Your answer must be the records, copied with no change.

Point-per-instance localization data:
↓

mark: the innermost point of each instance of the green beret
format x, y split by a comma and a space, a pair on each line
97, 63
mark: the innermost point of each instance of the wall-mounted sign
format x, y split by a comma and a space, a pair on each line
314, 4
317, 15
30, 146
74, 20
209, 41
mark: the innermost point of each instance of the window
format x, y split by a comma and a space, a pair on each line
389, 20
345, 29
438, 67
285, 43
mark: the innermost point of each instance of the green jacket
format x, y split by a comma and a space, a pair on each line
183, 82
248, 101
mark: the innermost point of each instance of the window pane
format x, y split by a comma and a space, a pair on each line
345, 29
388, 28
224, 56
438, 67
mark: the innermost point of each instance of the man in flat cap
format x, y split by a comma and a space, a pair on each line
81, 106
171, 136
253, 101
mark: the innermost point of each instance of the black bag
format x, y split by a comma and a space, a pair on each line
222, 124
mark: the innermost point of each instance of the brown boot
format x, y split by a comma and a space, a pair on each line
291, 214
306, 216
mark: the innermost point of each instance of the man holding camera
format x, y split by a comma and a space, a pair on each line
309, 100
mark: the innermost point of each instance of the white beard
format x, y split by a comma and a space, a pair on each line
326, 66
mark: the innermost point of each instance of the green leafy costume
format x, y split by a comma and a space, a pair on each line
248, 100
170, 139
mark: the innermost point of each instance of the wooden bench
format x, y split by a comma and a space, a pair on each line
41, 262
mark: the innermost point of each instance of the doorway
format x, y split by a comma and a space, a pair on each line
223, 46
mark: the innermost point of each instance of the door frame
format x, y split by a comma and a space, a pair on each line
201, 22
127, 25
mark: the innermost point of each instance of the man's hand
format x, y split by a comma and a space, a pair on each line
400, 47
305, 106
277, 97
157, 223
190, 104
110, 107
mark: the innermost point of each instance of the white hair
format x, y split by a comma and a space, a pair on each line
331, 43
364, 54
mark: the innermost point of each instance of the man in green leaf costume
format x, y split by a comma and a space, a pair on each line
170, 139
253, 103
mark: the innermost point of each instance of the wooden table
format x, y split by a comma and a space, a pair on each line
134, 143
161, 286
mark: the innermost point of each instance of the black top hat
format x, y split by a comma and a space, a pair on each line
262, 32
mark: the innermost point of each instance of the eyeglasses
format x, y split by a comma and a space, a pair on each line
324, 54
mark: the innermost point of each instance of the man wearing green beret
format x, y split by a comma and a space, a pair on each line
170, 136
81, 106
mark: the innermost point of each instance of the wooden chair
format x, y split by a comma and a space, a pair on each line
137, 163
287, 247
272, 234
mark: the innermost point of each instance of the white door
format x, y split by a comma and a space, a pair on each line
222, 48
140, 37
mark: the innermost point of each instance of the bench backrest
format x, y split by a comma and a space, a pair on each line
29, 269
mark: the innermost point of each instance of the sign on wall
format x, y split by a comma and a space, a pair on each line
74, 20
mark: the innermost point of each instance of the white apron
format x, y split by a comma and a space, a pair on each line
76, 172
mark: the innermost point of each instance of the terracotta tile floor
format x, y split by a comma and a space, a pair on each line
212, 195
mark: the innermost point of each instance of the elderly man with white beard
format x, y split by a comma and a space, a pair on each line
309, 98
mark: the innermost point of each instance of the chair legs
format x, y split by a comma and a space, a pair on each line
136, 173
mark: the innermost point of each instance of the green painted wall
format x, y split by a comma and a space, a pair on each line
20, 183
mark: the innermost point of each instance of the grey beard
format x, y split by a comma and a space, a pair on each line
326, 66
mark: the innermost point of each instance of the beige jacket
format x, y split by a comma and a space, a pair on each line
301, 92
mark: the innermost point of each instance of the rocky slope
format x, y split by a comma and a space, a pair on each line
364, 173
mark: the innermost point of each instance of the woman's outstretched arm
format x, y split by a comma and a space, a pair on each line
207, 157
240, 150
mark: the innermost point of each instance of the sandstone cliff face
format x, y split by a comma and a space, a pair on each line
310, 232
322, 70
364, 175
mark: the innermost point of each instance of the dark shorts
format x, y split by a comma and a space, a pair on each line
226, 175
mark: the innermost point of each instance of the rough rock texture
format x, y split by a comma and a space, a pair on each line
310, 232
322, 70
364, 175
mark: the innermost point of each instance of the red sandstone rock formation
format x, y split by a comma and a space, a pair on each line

↑

**Task answer**
mark: the innermost point of each instance of the green beret
format x, y split by a comma and a space, a pair on each line
97, 63
mark: the innermost point of each instance of the wall-mounted sign
format x, y split by a comma and a space, a pair on each line
314, 4
317, 15
30, 146
74, 20
209, 41
mark: the innermost point of each instance of the window
format x, y split by a comma and a space, a pair on each line
389, 20
345, 29
438, 67
285, 43
mark: the innermost point of each instance of the green jacket
format x, y split by a comma and a space, a pair on each line
183, 82
248, 101
mark: the innermost point of each instance of the window pane
format x, y split by a comma and a space, a pair on each line
345, 29
388, 28
224, 56
438, 67
mark: the innermost point of each instance of the man in flat cap
format x, y split by a comma and a space, a pair on each line
81, 106
171, 136
253, 101
mark: the innermost point of each instance of the black bag
format x, y split by a comma and a space, a pair on each line
222, 124
mark: the innermost point of each instance of the brown boot
format x, y split by a comma and a space, a pair on each line
291, 214
306, 216
mark: the innermost point of each instance of the man holding camera
format x, y split by a comma and a space, a pair on each line
309, 100
mark: the innermost point of each instance of the white beard
format x, y split by a comma and a space, a pair on each line
326, 66
mark: the innermost point of each instance of the green leafy costume
format x, y split by a comma and a space, a pair on each line
248, 100
170, 139
mark: the innermost point of each instance of the wooden bench
format x, y split by a comma and a space, a pair on each line
41, 262
mark: the innermost point of each instance of the doorway
format x, y split by a comma and a space, a pair on each line
223, 46
mark: the innermost point of each instance of the door frame
format x, y split by a comma and a space, a pair on each line
201, 22
127, 25
mark: the innermost point of each instance of the man's hand
format x, y split by a comma and a space, a pair on each line
400, 47
305, 106
277, 97
157, 223
190, 104
110, 107
mark: the innermost point of each instance of the white hair
format x, y split by a comma and a space, a pair on each line
331, 43
364, 54
mark: the innermost point of each instance of the man in green leaf costume
format x, y split by a comma and a space, a pair on each line
170, 139
253, 103
mark: the innermost point of each instance of the wooden table
format x, y split by a comma and a space, a pair on each line
134, 143
161, 286
mark: the innermost point of each instance of the black top hat
format x, y split by a comma and a space, a pair on each line
262, 32
mark: the innermost point of each instance of the eyeglasses
format x, y split by a comma and a space, a pair on each line
324, 54
mark: the innermost point of each instance of the man wearing green beret
format x, y split by a comma and a space, a pair on each line
170, 136
81, 106
mark: the innermost point of each instance of the wooden chair
format x, y split by a comma and a space, a pair on each line
137, 163
287, 247
272, 234
mark: the innermost point of each instance of the white door
format x, y split by a comma and a space, a pair on each line
222, 48
140, 37
mark: the innermost point of each instance of the bench backrest
format x, y split by a comma and a space, a pair on each line
29, 269
mark: the innermost point of each instance of the sign on wall
format x, y split by a comma and a space, a pair on each line
74, 20
mark: the innermost point of each instance of the white apron
format x, y split by a comma and a space, a pair on each line
76, 172
mark: the innermost point of each instance of the terracotta tile floor
format x, y split by a comma and a space, a pair on each line
212, 195
mark: the innermost point of each instance of the elderly man with white beard
format x, y split by a comma and a space, a pair on each line
309, 98
mark: the innermost point of each instance of the chair legs
format x, y split by a comma and a space, a pair on each line
136, 173
mark: the innermost point of each instance of the green painted wall
format x, y split by a comma and a space, a pair on each line
20, 183
mark: the innermost point of each instance of the grey beard
format x, y split by a comma and a space, a pair on each line
326, 66
mark: the innermost point of each instance of the beige jacket
format x, y split by a comma and a space, a pair on each line
301, 92
mark: the innermost point of each instance of the rocky slope
format x, y split by a comma and a space, a pair on each line
364, 173
mark: the innermost point of each instance of the woman's outstretched arm
format x, y split by a comma and a space, a pair on each line
207, 157
240, 150
mark: the innermost point of each instance of the sandstone cliff face
format x, y split by a comma and a space, a pair on each line
310, 232
322, 70
364, 175
mark: the innermost point of each instance of the dark shorts
format x, y split by a comma and a space, a pair on each line
226, 175
mark: the innermost point of each instance of the rough rock texture
format x, y split by a comma and a space, a pair on each line
310, 232
322, 70
364, 175
mark: the innermost point of each instance of the red sandstone rock formation
format x, y split by a comma and a space, a pair on each line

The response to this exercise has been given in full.